#### Task brief
Below are the records; restate all of them word for word.

#### Data
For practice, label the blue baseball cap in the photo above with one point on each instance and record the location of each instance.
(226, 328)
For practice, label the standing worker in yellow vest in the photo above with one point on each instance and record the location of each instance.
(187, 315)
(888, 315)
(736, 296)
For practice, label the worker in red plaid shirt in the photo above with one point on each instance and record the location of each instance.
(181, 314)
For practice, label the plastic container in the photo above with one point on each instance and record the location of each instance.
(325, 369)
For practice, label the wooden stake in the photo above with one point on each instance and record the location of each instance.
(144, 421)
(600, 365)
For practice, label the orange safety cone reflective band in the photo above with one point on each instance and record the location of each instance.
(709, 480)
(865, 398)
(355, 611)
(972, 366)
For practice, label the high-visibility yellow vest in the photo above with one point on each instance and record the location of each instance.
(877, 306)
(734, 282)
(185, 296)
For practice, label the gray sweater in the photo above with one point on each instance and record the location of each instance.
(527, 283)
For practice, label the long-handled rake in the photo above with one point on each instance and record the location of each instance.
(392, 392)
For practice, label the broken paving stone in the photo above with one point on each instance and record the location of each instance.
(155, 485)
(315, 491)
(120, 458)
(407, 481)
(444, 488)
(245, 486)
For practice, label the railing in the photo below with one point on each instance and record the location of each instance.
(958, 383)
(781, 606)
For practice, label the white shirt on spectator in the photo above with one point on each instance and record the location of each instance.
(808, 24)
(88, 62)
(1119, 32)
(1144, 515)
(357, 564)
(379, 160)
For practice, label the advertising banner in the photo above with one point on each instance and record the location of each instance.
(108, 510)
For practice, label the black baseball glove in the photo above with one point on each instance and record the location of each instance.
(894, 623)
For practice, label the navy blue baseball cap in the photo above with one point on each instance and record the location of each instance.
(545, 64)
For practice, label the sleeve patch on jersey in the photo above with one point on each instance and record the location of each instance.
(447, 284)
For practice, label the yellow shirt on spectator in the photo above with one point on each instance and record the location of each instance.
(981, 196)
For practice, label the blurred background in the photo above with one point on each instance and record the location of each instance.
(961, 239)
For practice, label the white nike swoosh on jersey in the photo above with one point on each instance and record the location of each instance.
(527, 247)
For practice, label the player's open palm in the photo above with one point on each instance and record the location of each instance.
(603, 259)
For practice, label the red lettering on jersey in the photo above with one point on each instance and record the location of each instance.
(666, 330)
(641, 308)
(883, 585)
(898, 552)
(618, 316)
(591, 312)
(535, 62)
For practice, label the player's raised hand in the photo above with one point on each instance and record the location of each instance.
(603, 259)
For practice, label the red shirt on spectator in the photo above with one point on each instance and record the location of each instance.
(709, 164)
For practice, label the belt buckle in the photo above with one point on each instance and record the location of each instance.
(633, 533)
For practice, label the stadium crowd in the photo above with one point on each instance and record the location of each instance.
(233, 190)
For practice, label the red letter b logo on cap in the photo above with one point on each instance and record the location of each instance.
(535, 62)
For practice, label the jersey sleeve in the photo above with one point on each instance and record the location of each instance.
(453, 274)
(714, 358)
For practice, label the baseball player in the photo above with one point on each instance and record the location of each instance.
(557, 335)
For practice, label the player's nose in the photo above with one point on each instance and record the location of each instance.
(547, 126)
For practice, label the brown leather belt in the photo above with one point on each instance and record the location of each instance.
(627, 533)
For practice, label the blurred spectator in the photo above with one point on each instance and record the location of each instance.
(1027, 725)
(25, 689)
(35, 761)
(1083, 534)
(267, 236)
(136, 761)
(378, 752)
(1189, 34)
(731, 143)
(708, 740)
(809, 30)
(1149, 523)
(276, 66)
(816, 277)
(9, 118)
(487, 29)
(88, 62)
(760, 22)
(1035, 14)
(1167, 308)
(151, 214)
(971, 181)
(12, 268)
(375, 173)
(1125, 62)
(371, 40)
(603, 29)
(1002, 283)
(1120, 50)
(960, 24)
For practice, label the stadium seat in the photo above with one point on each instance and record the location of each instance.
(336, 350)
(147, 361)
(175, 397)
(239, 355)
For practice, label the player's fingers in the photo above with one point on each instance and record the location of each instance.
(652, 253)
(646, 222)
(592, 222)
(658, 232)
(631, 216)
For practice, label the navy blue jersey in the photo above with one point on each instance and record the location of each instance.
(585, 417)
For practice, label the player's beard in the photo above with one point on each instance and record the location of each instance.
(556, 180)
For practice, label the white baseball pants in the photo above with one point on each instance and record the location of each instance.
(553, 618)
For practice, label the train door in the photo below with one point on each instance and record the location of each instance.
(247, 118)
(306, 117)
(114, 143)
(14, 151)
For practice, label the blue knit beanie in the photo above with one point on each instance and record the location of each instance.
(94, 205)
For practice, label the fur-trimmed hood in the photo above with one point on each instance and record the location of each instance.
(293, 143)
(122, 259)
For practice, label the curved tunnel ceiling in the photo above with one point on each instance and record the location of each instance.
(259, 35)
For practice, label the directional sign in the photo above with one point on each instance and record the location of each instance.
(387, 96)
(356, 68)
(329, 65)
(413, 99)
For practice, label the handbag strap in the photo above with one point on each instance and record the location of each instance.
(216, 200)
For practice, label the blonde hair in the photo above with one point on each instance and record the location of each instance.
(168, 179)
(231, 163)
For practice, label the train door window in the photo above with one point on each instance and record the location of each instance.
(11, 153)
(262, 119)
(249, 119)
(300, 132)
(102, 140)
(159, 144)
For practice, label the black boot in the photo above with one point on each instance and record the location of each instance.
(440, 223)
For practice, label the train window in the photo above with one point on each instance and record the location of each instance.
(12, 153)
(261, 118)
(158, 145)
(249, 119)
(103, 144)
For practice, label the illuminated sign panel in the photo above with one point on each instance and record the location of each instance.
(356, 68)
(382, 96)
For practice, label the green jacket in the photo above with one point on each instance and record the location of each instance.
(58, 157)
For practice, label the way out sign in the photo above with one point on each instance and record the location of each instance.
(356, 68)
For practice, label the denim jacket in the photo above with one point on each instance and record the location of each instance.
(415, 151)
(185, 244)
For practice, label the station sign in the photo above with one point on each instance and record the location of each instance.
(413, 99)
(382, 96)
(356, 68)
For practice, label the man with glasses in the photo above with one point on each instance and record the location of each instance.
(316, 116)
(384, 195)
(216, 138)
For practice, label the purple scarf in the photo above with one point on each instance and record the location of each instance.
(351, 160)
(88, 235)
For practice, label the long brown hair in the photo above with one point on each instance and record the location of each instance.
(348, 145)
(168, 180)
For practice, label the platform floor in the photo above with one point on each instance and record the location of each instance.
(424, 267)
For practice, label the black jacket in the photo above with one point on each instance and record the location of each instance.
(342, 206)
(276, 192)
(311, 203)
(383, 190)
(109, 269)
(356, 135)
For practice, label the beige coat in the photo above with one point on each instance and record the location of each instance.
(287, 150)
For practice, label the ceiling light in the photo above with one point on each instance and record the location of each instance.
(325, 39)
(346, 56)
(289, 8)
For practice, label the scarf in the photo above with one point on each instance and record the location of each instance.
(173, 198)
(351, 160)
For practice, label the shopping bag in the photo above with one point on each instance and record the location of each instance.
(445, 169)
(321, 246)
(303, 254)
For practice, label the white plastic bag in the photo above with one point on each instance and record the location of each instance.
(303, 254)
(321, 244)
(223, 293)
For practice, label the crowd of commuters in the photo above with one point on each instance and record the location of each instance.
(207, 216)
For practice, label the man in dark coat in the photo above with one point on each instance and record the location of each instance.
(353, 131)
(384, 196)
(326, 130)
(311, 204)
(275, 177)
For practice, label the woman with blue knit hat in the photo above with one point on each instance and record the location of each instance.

#### Response to the exercise
For practice, label the blue baseball cap in the photo above with one point on each instance and record the location of each instance.
(226, 328)
For practice, label the standing worker in yellow vest in the photo above with one point on each instance and record the location of each instance.
(187, 315)
(888, 315)
(736, 296)
For practice, label the worker in red plaid shirt in the photo above with one point on each instance and record the location of each instance.
(181, 314)
For practice, label the plastic container in the photo above with one point on each instance and record the location of each instance.
(325, 369)
For practice, label the wooden stake in the photo above with one point on each instance and record the location of each instance.
(144, 421)
(600, 365)
For practice, label the orange safety cone reflective band in the photo above with one point on each instance and record the location of each instance.
(709, 480)
(865, 398)
(355, 611)
(972, 366)
For practice, label the high-visibility yellow vest in the photo above with one point on each instance and record the location of each instance.
(877, 306)
(734, 282)
(185, 296)
For practice, label the gray sweater in the photo above with one point on each instance and record the location of each instance.
(527, 283)
For practice, label the long-handled rake in the photo above with one point on each instance and record the location of each instance.
(392, 392)
For practice, label the broken paving stone in the photo above with one point on each instance and record the location of each instance.
(155, 485)
(315, 491)
(120, 458)
(407, 481)
(444, 488)
(245, 486)
For practice, label the railing in the photo below with one point on each instance and record the location of each instance.
(958, 383)
(781, 606)
For practice, label the white shirt on spectator in the photo above with one point on each instance and record the location of each instance.
(808, 24)
(88, 62)
(1119, 32)
(1144, 515)
(357, 564)
(379, 160)
For practice, label the advertising banner in the photo above with one point on each instance and record the location of each instance.
(108, 510)
For practice, label the black baseball glove in the photo above with one point on each instance and record the location of each instance.
(894, 623)
For practice, label the navy blue baseball cap in the photo above with one point on each instance and record the location of each instance.
(545, 64)
For practice, label the sleeve patch on jersey in the photo above with one point on each instance and record the location of each instance.
(447, 284)
For practice, label the yellow shirt on spectator in the photo above with one point on each instance and record the location of each instance.
(981, 196)
For practice, label the blurred background in the photo above with one point on each instance and record the location of each instance.
(961, 239)
For practice, label the white nike swoosh on jersey in the photo above with one point on each instance and record the location of each instance.
(527, 247)
For practice, label the player's open palm in the photo above with one point on each instance and record the location of each instance.
(603, 259)
For practice, label the red lettering on jersey in the photo above with one point on each instance and record the location of each instance.
(666, 330)
(641, 308)
(883, 585)
(898, 552)
(618, 316)
(591, 312)
(535, 62)
For practice, label the player's raised hand in the photo above with one point on each instance and record the location of each instance.
(603, 259)
For practice, label the red shirt on spectator in the photo above with one point on each instance and record the location of each instance.
(709, 164)
For practice, label the belt buckle in the photo above with one point on each instance and record the location of each instance.
(633, 533)
For practice, label the stadium crowd in the photo above with one point on each instance and record the location of each instance.
(233, 190)
For practice, label the red letter b logo on cap in the photo above with one point on each instance and record the location of each instance.
(535, 62)
For practice, label the jersey sleeve in the photo above with one point on each instance and record the location of each instance.
(453, 274)
(714, 358)
For practice, label the baseball player in the photo above with one point on each instance and record the location of each instance.
(557, 335)
For practice, label the player's nose in the photo above with one point on each instance and record the location of each instance.
(547, 126)
For practice, label the brown leather belt in the photo above with one point on each instance and record the location of each instance.
(627, 533)
For practice, label the blurred spectator in the photo above with one point on each instance and record the location of each instance.
(1027, 725)
(25, 689)
(35, 761)
(1083, 534)
(267, 236)
(136, 761)
(378, 752)
(1189, 34)
(731, 143)
(708, 740)
(809, 30)
(1149, 523)
(276, 66)
(816, 277)
(9, 118)
(487, 29)
(88, 62)
(760, 22)
(1035, 14)
(1167, 308)
(151, 214)
(971, 181)
(12, 268)
(375, 173)
(1125, 62)
(371, 40)
(603, 29)
(1002, 283)
(1120, 50)
(960, 24)
For practice, label the stadium seat in the photo above with one point on each instance and record the location of each instance.
(336, 350)
(147, 361)
(175, 397)
(239, 355)
For practice, label the player's fingers in the photo above with one point on each instance and record the location of each instance.
(652, 253)
(646, 222)
(592, 222)
(658, 232)
(631, 216)
For practice, label the navy blue jersey in the photo above with one point on each instance and record the location of each instance.
(585, 417)
For practice, label the player's beard in the photo above with one point on each instance and record the location of each instance.
(556, 180)
For practice, label the white baseball pants in the photo above with one point on each instance and record the location of each instance.
(553, 618)
For practice, label the train door in the photo below with one point on each instance and record the location of each instance.
(247, 118)
(306, 117)
(114, 143)
(14, 151)
For practice, label the blue knit beanie in the photo above with one point on each instance and record the location of each instance.
(94, 205)
For practice, label the fur-trimmed hood in the photo above with one point on each instance and record the location of each instance.
(293, 143)
(122, 259)
For practice, label the curved tunnel ceiling in the photo above with one point on each instance and record the location of each instance.
(259, 35)
For practice, label the directional sign in the photo above with one point on each instance and record the location of each instance.
(387, 96)
(356, 68)
(329, 65)
(413, 99)
For practice, label the handbag strap in the photo above with one point on each instance and record the location of each instance.
(216, 200)
For practice, label the blonde hair in the photo above with one point on each instance and record the location of each instance.
(168, 179)
(231, 163)
For practice, label the train door window in the photo above with one point on each instance and record the location of each instance.
(11, 153)
(262, 119)
(249, 119)
(300, 132)
(102, 140)
(159, 144)
For practice, label the black boot in the photo above with one point on each instance and record the location of each instance.
(440, 223)
For practice, label the train window in the photo above with one point on each instance and record the location of each instance.
(12, 153)
(261, 118)
(158, 145)
(249, 119)
(103, 144)
For practice, label the illuminated sign panel in the photo above with one point on each instance and record the location of each instance.
(356, 68)
(382, 96)
For practice, label the green jacket in the photo above with one point on each instance and record the location of each instance.
(58, 157)
For practice, label the way out sign in the photo above with one point on each instance and record the location of each instance.
(356, 68)
For practice, label the denim jacket in the photo above with one point on each instance and record the location of each instance.
(415, 151)
(185, 244)
For practice, label the station sign in the photo above with one point on each instance and record the location of each instance.
(413, 99)
(382, 96)
(356, 68)
For practice, label the man with glasses in the photo above with one point on each instance and record the location of each instance.
(316, 116)
(384, 195)
(216, 138)
For practice, label the purple scarf in the photo above with one point on each instance and record the location of each instance.
(351, 160)
(88, 235)
For practice, label the long brown hair in the photo above with one point on each instance and record the location of each instance.
(348, 145)
(168, 180)
For practice, label the platform floor in the photo above with one point on each instance and record the location of each instance.
(424, 267)
For practice, label the black jacket in the photo above with one point on each instance and record the location of each instance.
(342, 206)
(276, 192)
(311, 203)
(383, 190)
(109, 269)
(356, 135)
For practice, label the beige coat in the photo above with one point on each instance and record the location of each instance.
(287, 150)
For practice, label the ceiling light in the photo above with one point on each instance and record the location of each instance.
(325, 39)
(346, 56)
(289, 8)
For practice, label the scarf in the photo above with one point on each instance and record the location of each instance.
(173, 198)
(351, 160)
For practice, label the shopping bag in the photo above with one point on each instance and record the location of each instance.
(445, 169)
(321, 246)
(303, 254)
For practice, label the white plastic bag in the photo above with one point on each instance and record the location of each instance.
(303, 254)
(321, 244)
(223, 293)
For practice, label the crowd of commuters in the photo above with one point on each instance and record the location of each instance.
(207, 216)
For practice, label the man in dark coat in the photo above with one point on each instance and record the location of each instance.
(353, 131)
(384, 196)
(326, 130)
(311, 204)
(275, 177)
For practice, label the woman with blue knit hat in the photo above with one point on each instance and record the location of each instance.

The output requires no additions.